Entries from an annotation dataset
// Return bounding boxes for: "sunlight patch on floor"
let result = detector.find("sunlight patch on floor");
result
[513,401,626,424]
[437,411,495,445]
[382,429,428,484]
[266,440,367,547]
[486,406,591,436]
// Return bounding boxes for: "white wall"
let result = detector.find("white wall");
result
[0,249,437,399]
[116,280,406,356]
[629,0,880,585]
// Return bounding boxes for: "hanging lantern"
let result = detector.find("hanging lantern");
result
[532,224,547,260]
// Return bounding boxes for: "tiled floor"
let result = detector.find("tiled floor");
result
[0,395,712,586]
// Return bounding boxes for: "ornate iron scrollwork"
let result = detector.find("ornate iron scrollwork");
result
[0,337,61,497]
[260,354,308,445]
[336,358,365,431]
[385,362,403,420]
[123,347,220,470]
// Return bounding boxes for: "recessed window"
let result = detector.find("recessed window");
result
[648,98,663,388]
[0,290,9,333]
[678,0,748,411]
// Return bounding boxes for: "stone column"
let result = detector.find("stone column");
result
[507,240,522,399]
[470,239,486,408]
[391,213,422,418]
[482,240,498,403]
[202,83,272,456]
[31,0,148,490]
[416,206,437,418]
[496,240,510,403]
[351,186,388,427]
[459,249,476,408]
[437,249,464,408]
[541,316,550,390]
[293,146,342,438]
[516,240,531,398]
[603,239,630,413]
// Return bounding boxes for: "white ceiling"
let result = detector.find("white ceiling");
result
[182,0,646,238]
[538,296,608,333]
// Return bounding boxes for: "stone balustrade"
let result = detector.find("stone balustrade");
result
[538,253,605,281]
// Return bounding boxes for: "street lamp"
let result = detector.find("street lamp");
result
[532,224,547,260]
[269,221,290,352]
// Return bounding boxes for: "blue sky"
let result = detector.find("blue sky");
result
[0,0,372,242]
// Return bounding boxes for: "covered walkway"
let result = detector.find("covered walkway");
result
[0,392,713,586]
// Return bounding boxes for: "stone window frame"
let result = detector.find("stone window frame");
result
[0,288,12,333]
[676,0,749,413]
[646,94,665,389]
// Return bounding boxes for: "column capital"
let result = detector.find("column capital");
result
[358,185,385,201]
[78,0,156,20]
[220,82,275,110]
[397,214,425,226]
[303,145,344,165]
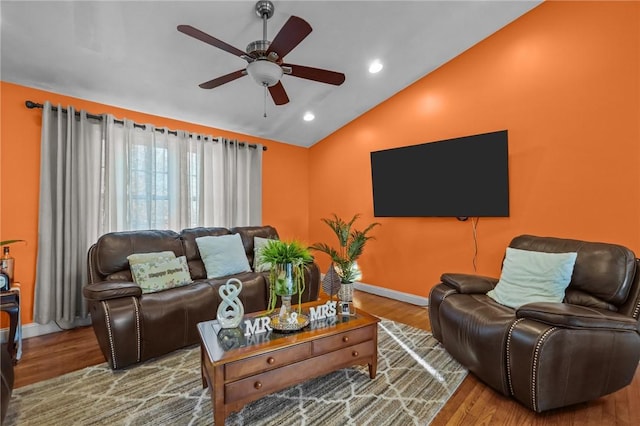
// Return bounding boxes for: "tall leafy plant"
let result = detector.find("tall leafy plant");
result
[259,240,313,312]
[310,213,380,284]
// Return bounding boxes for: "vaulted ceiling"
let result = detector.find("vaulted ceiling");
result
[0,0,540,147]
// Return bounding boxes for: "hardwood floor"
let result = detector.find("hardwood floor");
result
[10,292,640,426]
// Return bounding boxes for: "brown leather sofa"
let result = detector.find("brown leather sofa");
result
[429,235,640,412]
[0,293,19,424]
[83,226,320,369]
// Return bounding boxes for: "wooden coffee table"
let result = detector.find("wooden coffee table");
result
[198,302,380,426]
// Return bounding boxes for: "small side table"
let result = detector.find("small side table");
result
[0,289,22,364]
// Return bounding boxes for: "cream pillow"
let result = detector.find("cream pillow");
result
[253,237,273,272]
[131,256,192,293]
[487,247,578,309]
[196,234,251,278]
[127,250,176,266]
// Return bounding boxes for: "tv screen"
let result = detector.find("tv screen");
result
[371,130,509,218]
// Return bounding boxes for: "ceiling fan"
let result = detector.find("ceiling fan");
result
[178,0,345,105]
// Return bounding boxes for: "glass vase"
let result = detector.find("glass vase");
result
[338,283,356,316]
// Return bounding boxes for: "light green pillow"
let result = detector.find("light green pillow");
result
[131,256,192,293]
[253,237,273,272]
[487,247,577,309]
[196,234,251,278]
[127,251,176,266]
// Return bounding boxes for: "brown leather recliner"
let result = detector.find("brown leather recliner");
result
[83,226,320,369]
[429,235,640,412]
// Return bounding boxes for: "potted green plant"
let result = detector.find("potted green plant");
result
[259,240,313,316]
[310,213,380,284]
[310,213,380,315]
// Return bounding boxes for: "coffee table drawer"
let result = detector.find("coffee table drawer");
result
[224,343,311,381]
[224,341,377,404]
[312,325,376,355]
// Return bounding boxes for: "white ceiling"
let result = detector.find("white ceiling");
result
[0,0,540,147]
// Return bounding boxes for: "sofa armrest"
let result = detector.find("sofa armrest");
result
[440,273,498,294]
[516,303,638,332]
[82,281,142,301]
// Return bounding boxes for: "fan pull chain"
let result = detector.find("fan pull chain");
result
[264,84,267,118]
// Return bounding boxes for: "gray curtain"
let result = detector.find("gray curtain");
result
[34,102,262,328]
[34,102,103,328]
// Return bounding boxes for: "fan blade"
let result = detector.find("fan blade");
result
[269,81,289,105]
[199,70,247,89]
[267,16,311,59]
[178,25,251,59]
[282,64,345,86]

The task.
Put every line of the records above into a Markdown table with two columns, Row and Line, giving each line a row number and leaving out blank lines. Leave the pictures out of your answer.

Completed task.
| Row | Line |
|---|---|
| 1 | // Return bounding boxes for: "sunlight patch on floor" |
| 2 | let result = detector.find("sunlight patch on floor"); |
| 3 | result |
| 4 | [513,401,626,424] |
| 5 | [437,411,495,445] |
| 6 | [382,429,428,484] |
| 7 | [266,440,367,547] |
| 8 | [486,406,591,436] |
| 9 | // Return bounding boxes for: "white wall" |
| 10 | let result = detector.find("white wall"); |
| 11 | result |
| 12 | [0,249,437,399] |
| 13 | [116,280,406,356] |
| 14 | [629,0,880,585] |
| 15 | // Return bounding boxes for: "hanging lantern" |
| 16 | let result = detector.find("hanging lantern"); |
| 17 | result |
| 18 | [532,224,547,260] |
| 19 | // Return bounding boxes for: "tiled floor" |
| 20 | let result = detector.find("tiled floor"); |
| 21 | result |
| 22 | [0,395,712,586] |
| 23 | // Return bounding boxes for: "ornate iron scrollwork" |
| 24 | let result = detector.find("ornate iron scrollwork"); |
| 25 | result |
| 26 | [0,337,61,497] |
| 27 | [260,354,308,445] |
| 28 | [336,358,365,431] |
| 29 | [385,362,403,420] |
| 30 | [123,347,220,470] |
| 31 | // Return bounding boxes for: "recessed window" |
| 32 | let result = detector.find("recessed window"); |
| 33 | result |
| 34 | [648,98,663,388] |
| 35 | [0,290,9,333] |
| 36 | [678,0,748,411] |
| 37 | // Return bounding boxes for: "stone column" |
| 38 | let result = detector.find("stone column"); |
| 39 | result |
| 40 | [507,240,522,399] |
| 41 | [470,239,486,408] |
| 42 | [391,213,422,418] |
| 43 | [482,240,498,403] |
| 44 | [202,83,272,456] |
| 45 | [31,0,148,490] |
| 46 | [416,206,437,418] |
| 47 | [496,240,510,403] |
| 48 | [351,186,388,427] |
| 49 | [459,249,476,408] |
| 50 | [437,249,464,408] |
| 51 | [541,316,550,390] |
| 52 | [293,146,342,438] |
| 53 | [516,240,531,398] |
| 54 | [603,239,630,413] |
| 55 | // Return bounding boxes for: "white ceiling" |
| 56 | let result = detector.find("white ceiling"); |
| 57 | result |
| 58 | [182,0,646,238] |
| 59 | [538,296,608,333] |
| 60 | // Return bounding boxes for: "stone balustrade" |
| 61 | let result = detector.find("stone balustrade"); |
| 62 | result |
| 63 | [538,253,605,281] |
| 64 | // Return bounding boxes for: "street lamp" |
| 65 | let result = detector.find("street lamp"); |
| 66 | result |
| 67 | [532,224,547,260] |
| 68 | [269,221,290,352] |
| 69 | // Return bounding boxes for: "blue sky" |
| 70 | let result = detector.find("blue sky"); |
| 71 | result |
| 72 | [0,0,372,242] |
| 73 | // Return bounding boxes for: "covered walkway" |
| 74 | let result = detector.find("covered walkway"); |
| 75 | result |
| 76 | [0,392,713,586] |
| 77 | // Return bounding boxes for: "stone window frame" |
| 78 | let result = detector.find("stone window frame"); |
| 79 | result |
| 80 | [0,288,12,333] |
| 81 | [676,0,749,413] |
| 82 | [646,94,665,389] |
| 83 | // Return bounding boxes for: "column capital" |
| 84 | let result = detector.find("column capital"); |
| 85 | result |
| 86 | [358,185,385,201] |
| 87 | [78,0,156,20] |
| 88 | [220,82,275,110] |
| 89 | [397,214,425,226] |
| 90 | [303,145,344,165] |
| 91 | // Return bounding boxes for: "tall leafy plant" |
| 92 | let result = detector.find("tall leafy plant"); |
| 93 | result |
| 94 | [259,240,313,312] |
| 95 | [310,213,380,284] |
| 96 | // Return bounding boxes for: "vaulted ceiling" |
| 97 | let result = detector.find("vaulted ceiling"); |
| 98 | result |
| 99 | [0,0,540,147] |
| 100 | // Return bounding boxes for: "hardwood floor" |
| 101 | let result = detector.find("hardwood floor"); |
| 102 | result |
| 103 | [10,292,640,426] |
| 104 | // Return bounding boxes for: "brown leather sofa" |
| 105 | let result = detector.find("brown leather sofa"); |
| 106 | result |
| 107 | [429,235,640,412] |
| 108 | [0,293,19,424] |
| 109 | [83,226,320,369] |
| 110 | // Return bounding boxes for: "wooden coffee table" |
| 111 | let result = detector.find("wooden coffee table"); |
| 112 | result |
| 113 | [198,302,380,426] |
| 114 | // Return bounding boxes for: "small side table" |
| 115 | let result = detector.find("small side table"); |
| 116 | result |
| 117 | [0,289,22,364] |
| 118 | // Return bounding boxes for: "cream pillow" |
| 119 | let result = detector.find("cream pillow"); |
| 120 | result |
| 121 | [253,237,273,272] |
| 122 | [131,256,192,293] |
| 123 | [487,247,578,309] |
| 124 | [196,234,251,278] |
| 125 | [127,250,176,266] |
| 126 | // Return bounding boxes for: "tv screen" |
| 127 | let result = detector.find("tv screen"); |
| 128 | result |
| 129 | [371,130,509,218] |
| 130 | // Return bounding boxes for: "ceiling fan" |
| 131 | let result = detector.find("ceiling fan"); |
| 132 | result |
| 133 | [178,0,345,105] |
| 134 | // Return bounding boxes for: "glass vase" |
| 135 | let result = detector.find("glass vase"); |
| 136 | result |
| 137 | [338,283,356,316] |
| 138 | // Return bounding boxes for: "light green pillow" |
| 139 | let result = detector.find("light green pillow"); |
| 140 | result |
| 141 | [131,256,192,293] |
| 142 | [253,237,273,272] |
| 143 | [487,247,577,309] |
| 144 | [196,234,251,278] |
| 145 | [127,251,176,266] |
| 146 | // Return bounding boxes for: "brown leather recliner" |
| 147 | let result = detector.find("brown leather recliner"); |
| 148 | result |
| 149 | [83,226,320,369] |
| 150 | [429,235,640,412] |
| 151 | // Return bounding boxes for: "potted green plant" |
| 152 | let result = detector.find("potted green plant"); |
| 153 | result |
| 154 | [259,240,313,316] |
| 155 | [310,213,380,284] |
| 156 | [310,213,380,315] |
| 157 | // Return bounding boxes for: "coffee table drawer" |
| 158 | let result = detector.find("coffee table drawer"); |
| 159 | result |
| 160 | [224,343,311,381] |
| 161 | [224,341,377,404] |
| 162 | [312,325,376,355] |
| 163 | // Return bounding boxes for: "white ceiling" |
| 164 | let result = detector.find("white ceiling"); |
| 165 | result |
| 166 | [0,0,540,147] |
| 167 | // Return bounding boxes for: "sofa armrest" |
| 168 | let result = detector.find("sofa armrest"); |
| 169 | result |
| 170 | [440,273,498,294] |
| 171 | [516,303,638,332] |
| 172 | [82,281,142,301] |
| 173 | // Return bounding boxes for: "fan pull chain" |
| 174 | let result = detector.find("fan pull chain"); |
| 175 | result |
| 176 | [264,84,267,118] |
| 177 | // Return bounding boxes for: "gray curtain" |
| 178 | let result = detector.find("gray curtain"); |
| 179 | result |
| 180 | [34,102,262,328] |
| 181 | [34,102,103,328] |
| 182 | // Return bounding boxes for: "fan blade" |
| 183 | let result = detector.find("fan blade"); |
| 184 | result |
| 185 | [269,81,289,105] |
| 186 | [199,70,247,89] |
| 187 | [267,16,311,59] |
| 188 | [178,25,251,59] |
| 189 | [282,64,345,86] |